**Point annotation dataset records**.
-*-
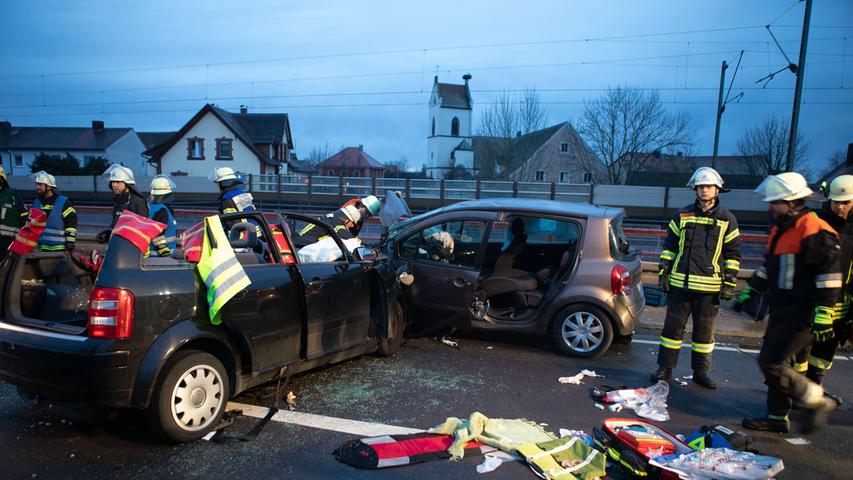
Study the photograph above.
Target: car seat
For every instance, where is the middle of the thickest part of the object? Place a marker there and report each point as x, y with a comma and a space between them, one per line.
243, 238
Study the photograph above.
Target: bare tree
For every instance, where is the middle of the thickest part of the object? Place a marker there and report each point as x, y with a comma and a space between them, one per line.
764, 148
627, 127
508, 117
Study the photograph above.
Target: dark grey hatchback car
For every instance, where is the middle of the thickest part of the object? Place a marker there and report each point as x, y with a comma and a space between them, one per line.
545, 267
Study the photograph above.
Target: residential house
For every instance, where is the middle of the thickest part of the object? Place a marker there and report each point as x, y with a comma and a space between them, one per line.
352, 162
19, 146
556, 154
665, 170
449, 138
250, 143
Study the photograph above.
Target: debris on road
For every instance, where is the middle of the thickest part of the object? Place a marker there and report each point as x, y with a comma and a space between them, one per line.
576, 379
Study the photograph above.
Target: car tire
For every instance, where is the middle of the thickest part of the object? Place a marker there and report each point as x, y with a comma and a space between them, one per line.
199, 379
582, 331
396, 327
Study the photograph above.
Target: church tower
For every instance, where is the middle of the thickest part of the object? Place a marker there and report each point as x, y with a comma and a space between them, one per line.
449, 135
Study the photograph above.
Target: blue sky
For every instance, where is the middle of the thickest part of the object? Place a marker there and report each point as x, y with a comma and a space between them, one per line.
352, 73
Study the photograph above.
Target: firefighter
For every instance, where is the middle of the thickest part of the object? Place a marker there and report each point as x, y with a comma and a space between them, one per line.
818, 359
60, 231
13, 213
698, 266
126, 197
802, 279
160, 210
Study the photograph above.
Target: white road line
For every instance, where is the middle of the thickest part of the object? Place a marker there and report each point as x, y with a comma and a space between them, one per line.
343, 425
723, 348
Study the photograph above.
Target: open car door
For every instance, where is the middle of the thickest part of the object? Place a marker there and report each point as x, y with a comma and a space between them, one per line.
444, 256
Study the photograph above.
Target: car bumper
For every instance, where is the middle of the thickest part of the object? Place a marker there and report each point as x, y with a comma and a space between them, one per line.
65, 369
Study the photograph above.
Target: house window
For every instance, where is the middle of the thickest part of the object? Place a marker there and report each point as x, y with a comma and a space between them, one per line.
224, 149
195, 148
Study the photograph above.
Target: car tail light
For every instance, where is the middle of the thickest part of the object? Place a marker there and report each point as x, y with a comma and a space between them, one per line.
620, 280
110, 313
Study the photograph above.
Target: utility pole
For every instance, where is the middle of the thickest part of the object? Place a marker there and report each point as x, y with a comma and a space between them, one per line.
720, 108
799, 70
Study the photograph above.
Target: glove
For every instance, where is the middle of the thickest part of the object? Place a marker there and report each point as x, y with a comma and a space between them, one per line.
727, 292
745, 295
104, 236
822, 330
663, 276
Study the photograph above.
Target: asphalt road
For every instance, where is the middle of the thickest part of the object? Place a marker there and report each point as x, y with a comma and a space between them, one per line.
426, 382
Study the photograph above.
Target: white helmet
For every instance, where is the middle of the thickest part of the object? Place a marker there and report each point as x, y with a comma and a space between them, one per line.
784, 186
119, 173
45, 178
705, 176
221, 174
841, 189
162, 185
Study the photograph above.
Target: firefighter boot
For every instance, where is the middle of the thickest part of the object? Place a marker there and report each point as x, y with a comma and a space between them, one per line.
770, 423
703, 380
662, 373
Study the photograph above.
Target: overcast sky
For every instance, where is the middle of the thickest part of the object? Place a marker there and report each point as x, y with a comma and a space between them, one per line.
352, 73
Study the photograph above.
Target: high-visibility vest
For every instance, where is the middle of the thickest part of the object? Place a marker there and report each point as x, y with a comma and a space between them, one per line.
218, 267
171, 232
566, 458
27, 237
54, 231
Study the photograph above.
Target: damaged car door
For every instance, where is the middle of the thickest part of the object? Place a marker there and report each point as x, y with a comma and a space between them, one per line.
445, 258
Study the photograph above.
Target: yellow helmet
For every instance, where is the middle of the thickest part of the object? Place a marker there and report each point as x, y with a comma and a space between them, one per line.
841, 189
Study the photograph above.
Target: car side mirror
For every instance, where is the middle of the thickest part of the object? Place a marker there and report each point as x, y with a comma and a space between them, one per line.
365, 254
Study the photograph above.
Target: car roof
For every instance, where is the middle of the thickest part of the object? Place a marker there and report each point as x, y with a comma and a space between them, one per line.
528, 205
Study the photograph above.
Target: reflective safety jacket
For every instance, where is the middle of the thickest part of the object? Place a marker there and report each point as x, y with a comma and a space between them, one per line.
60, 232
566, 458
219, 269
702, 249
841, 312
801, 272
165, 244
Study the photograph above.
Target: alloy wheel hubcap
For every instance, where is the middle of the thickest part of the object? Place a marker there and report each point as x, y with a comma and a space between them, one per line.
197, 398
582, 331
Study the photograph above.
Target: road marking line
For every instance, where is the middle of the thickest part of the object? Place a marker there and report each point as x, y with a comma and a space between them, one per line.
723, 348
343, 425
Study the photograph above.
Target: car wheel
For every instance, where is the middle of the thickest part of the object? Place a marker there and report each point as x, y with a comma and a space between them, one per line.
396, 328
190, 398
582, 331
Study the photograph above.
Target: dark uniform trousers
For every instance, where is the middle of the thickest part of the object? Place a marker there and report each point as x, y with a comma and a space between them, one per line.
784, 339
703, 307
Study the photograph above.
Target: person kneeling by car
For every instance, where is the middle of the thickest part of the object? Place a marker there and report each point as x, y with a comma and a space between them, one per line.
702, 240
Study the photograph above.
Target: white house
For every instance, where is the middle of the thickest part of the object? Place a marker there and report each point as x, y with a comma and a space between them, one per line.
449, 139
249, 143
19, 146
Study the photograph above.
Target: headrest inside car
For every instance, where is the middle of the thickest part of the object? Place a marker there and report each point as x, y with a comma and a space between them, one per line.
243, 235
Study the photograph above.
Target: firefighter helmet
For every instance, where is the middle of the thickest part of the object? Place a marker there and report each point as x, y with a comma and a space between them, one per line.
705, 176
45, 178
786, 186
841, 189
371, 203
222, 174
162, 185
120, 173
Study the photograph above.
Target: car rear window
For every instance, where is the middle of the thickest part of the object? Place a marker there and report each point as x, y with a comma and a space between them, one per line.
619, 246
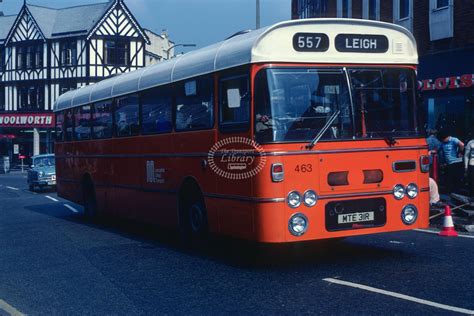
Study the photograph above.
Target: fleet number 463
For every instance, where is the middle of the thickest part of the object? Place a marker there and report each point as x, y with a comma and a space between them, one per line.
304, 168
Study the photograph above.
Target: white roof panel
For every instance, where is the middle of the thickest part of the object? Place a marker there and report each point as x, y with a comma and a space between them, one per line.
271, 44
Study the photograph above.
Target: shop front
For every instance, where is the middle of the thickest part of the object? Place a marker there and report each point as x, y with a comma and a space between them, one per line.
446, 81
25, 135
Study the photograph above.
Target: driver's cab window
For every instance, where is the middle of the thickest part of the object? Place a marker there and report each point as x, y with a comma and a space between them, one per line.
234, 103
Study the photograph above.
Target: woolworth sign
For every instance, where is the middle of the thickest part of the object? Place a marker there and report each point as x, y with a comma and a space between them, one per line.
27, 120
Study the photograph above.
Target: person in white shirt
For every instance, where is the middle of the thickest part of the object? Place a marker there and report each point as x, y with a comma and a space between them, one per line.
469, 165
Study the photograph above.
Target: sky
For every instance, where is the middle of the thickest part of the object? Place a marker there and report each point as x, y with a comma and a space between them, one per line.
200, 22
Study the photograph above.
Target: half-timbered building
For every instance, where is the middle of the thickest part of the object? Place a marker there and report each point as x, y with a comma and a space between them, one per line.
45, 52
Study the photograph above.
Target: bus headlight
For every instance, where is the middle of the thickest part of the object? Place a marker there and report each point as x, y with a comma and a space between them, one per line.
398, 191
294, 199
298, 224
409, 214
412, 190
310, 198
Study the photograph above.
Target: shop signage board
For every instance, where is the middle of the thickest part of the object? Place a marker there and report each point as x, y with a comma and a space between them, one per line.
29, 120
452, 82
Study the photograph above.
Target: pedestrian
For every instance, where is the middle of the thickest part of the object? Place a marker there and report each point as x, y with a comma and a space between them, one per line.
433, 146
469, 165
434, 193
450, 154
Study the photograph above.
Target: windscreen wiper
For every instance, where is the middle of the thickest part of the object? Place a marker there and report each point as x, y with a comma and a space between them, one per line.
323, 130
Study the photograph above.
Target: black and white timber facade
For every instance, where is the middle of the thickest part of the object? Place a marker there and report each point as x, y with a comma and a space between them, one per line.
45, 52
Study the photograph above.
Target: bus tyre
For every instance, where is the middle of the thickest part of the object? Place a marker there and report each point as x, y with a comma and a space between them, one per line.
194, 228
90, 202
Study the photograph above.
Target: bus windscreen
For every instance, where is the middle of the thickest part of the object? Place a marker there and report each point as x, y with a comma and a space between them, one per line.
294, 104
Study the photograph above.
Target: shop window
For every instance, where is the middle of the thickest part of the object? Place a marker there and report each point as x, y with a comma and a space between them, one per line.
30, 57
441, 19
82, 122
30, 98
194, 106
404, 11
234, 104
441, 4
102, 119
60, 126
2, 98
156, 110
126, 116
2, 59
68, 125
67, 86
371, 9
116, 53
39, 56
68, 53
20, 56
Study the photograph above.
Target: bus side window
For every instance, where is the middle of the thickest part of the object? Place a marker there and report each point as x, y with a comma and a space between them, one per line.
69, 124
59, 126
156, 110
234, 109
82, 125
102, 120
194, 104
126, 116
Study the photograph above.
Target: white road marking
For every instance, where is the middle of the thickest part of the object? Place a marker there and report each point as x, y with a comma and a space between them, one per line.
71, 208
437, 232
51, 198
9, 309
401, 296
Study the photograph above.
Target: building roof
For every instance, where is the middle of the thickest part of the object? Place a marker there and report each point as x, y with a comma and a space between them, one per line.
270, 44
62, 22
76, 20
6, 23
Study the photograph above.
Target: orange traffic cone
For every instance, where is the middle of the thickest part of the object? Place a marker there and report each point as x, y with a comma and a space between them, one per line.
448, 226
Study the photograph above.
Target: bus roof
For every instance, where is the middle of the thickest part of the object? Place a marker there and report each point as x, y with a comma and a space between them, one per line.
270, 44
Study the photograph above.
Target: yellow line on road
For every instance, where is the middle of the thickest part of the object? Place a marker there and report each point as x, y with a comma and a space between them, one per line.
401, 296
9, 309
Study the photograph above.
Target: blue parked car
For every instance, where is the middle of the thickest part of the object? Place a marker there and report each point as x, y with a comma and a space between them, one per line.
42, 172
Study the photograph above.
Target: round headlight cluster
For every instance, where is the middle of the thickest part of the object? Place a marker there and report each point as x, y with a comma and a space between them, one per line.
412, 190
294, 199
298, 224
409, 214
399, 191
309, 198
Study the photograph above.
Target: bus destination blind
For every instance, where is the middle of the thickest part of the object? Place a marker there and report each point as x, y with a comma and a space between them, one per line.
361, 43
310, 42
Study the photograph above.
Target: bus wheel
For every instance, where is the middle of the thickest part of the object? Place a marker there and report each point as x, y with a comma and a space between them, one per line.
193, 221
90, 201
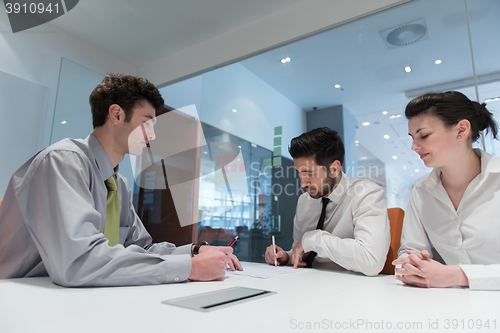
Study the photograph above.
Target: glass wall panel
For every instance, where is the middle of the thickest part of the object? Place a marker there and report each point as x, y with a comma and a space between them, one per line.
371, 68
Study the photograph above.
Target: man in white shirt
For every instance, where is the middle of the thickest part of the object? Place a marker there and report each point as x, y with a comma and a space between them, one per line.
341, 222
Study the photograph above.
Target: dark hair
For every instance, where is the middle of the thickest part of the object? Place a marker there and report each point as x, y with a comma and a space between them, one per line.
124, 90
323, 143
451, 107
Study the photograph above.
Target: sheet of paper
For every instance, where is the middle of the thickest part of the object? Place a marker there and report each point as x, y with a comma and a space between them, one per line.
264, 271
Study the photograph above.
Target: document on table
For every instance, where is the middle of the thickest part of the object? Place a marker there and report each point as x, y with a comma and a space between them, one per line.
266, 271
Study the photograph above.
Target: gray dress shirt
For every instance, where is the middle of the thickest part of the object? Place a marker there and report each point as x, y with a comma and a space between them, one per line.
52, 217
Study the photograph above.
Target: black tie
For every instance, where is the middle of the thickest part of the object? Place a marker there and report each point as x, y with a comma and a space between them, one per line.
321, 221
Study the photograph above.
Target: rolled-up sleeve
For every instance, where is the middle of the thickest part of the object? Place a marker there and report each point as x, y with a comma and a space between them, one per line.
367, 251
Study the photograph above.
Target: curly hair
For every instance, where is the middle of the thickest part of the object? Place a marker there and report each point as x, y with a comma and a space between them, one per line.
125, 90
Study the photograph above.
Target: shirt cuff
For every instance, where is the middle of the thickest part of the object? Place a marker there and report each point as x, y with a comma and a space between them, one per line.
309, 239
178, 267
482, 277
184, 249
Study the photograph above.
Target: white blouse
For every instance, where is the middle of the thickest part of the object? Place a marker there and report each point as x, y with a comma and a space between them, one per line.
468, 236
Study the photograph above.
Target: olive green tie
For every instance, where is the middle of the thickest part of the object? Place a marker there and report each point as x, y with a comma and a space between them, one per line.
112, 224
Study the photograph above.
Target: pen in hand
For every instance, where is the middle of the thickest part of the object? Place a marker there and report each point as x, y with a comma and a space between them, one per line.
274, 248
233, 241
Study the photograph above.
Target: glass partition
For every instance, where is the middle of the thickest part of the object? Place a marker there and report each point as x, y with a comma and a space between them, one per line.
372, 68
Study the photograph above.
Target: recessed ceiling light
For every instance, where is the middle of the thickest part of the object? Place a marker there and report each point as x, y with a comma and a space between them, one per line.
492, 99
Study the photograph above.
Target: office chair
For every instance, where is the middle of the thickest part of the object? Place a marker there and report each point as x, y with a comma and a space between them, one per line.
396, 216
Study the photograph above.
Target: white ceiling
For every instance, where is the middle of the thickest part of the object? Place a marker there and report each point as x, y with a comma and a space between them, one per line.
372, 77
119, 26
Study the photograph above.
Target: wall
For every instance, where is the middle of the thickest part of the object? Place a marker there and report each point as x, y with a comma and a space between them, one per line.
259, 107
31, 61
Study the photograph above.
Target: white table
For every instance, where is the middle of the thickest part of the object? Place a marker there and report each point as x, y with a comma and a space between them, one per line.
313, 301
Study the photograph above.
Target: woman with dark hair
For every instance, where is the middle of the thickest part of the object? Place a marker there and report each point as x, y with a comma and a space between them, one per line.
455, 208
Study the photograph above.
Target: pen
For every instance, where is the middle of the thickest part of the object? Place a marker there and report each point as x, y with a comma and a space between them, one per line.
274, 248
233, 241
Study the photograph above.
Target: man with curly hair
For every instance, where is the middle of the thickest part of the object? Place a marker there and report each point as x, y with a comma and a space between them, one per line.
67, 212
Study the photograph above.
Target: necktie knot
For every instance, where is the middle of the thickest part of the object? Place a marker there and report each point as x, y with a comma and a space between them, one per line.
310, 258
111, 183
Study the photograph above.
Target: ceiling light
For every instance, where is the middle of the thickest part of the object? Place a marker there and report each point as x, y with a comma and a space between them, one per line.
492, 99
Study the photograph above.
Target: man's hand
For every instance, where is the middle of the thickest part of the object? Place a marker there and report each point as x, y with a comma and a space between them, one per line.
281, 256
210, 264
234, 263
419, 270
296, 252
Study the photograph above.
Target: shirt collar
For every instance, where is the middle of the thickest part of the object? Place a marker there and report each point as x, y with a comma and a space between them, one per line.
489, 164
340, 189
101, 158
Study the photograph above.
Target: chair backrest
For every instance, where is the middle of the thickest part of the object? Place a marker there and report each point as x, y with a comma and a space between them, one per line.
396, 216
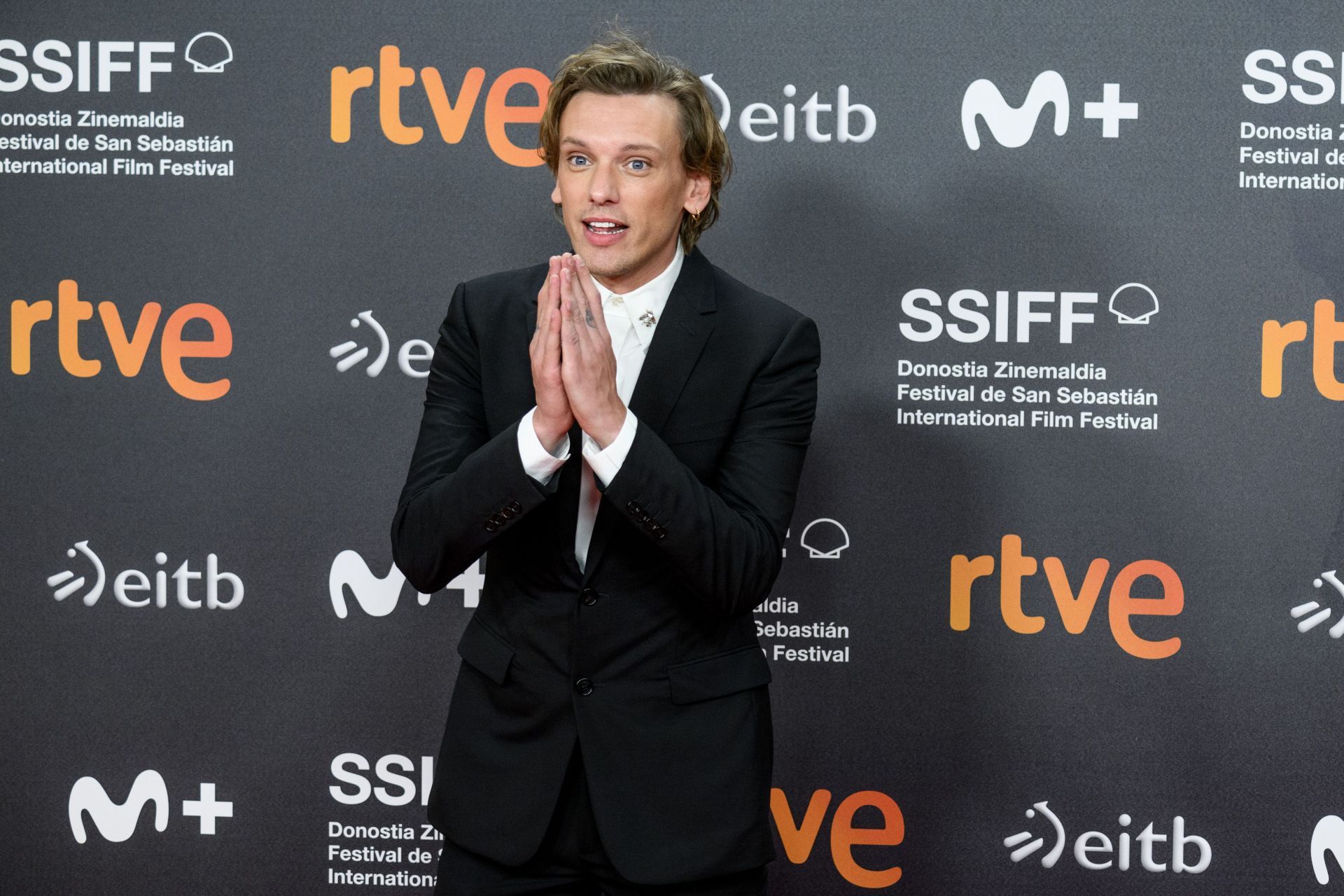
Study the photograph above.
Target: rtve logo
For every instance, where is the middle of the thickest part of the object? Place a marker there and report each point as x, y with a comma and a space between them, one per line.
128, 351
1326, 333
1074, 609
1014, 127
207, 52
1093, 846
378, 596
118, 821
1261, 64
799, 839
451, 115
758, 121
350, 354
134, 580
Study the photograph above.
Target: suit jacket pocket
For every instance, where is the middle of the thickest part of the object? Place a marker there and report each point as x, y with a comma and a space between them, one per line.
486, 650
718, 675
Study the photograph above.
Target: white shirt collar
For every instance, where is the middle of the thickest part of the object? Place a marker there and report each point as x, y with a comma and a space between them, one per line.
648, 300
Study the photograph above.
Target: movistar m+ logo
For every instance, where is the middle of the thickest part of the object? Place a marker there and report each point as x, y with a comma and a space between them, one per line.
1012, 127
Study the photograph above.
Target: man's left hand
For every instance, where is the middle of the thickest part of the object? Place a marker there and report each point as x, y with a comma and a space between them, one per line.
588, 365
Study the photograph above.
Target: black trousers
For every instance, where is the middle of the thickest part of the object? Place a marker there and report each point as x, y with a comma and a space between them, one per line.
571, 862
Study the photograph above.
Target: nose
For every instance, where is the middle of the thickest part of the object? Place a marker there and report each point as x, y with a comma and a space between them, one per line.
603, 186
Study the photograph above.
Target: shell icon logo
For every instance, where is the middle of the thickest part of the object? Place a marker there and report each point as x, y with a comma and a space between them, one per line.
209, 51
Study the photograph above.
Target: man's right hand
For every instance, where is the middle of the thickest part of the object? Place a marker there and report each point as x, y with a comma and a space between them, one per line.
553, 418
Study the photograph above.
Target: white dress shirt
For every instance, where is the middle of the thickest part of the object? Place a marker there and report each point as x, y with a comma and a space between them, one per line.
631, 339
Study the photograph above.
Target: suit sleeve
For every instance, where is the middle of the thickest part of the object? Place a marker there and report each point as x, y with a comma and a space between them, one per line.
724, 540
464, 488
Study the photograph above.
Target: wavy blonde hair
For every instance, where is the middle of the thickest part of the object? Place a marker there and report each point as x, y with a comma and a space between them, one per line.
620, 65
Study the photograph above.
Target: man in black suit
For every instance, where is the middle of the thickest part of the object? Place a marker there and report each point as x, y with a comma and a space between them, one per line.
634, 482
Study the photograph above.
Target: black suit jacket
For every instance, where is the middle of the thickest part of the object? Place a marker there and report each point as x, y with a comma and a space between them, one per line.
672, 711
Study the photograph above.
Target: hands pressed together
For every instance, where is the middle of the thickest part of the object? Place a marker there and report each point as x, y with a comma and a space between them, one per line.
573, 363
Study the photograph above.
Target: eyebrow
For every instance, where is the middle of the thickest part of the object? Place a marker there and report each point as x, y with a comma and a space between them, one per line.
575, 141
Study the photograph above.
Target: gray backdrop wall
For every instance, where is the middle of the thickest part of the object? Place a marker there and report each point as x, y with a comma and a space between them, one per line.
1058, 610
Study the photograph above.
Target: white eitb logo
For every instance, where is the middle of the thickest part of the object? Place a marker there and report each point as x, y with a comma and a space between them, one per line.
1093, 846
1317, 613
378, 596
1328, 837
351, 352
128, 583
1014, 127
118, 821
762, 122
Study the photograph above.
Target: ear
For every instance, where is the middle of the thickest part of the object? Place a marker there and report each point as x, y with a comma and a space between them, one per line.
696, 191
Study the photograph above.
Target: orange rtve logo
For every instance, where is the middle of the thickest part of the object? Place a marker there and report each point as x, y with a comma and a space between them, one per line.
1326, 333
799, 839
131, 351
451, 115
1074, 610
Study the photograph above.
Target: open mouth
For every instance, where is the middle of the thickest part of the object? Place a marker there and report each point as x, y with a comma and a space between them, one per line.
605, 227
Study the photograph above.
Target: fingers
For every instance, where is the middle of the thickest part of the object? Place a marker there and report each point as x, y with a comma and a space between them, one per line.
592, 298
570, 321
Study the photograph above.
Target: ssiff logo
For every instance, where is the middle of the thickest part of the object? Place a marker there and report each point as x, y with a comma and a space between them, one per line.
378, 596
1096, 850
118, 821
1075, 608
207, 52
1012, 127
131, 582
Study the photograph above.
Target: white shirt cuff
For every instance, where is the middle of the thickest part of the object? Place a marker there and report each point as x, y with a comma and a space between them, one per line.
538, 461
608, 461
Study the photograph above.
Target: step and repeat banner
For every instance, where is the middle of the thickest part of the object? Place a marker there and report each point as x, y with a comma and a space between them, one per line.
1060, 609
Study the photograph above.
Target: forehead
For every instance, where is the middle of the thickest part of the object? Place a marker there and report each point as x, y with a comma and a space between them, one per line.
-*-
**PROBLEM DETAILS**.
Pull out each line of the listing above that contains the string "shirt", matching case exactly.

**THE OUTPUT**.
Target: person in white shirt
Target: man in white shirt
Target: gray dress shirt
Target: shirt cuff
Target: shirt collar
Target: white shirt collar
Target: white dress shirt
Target: white shirt cuff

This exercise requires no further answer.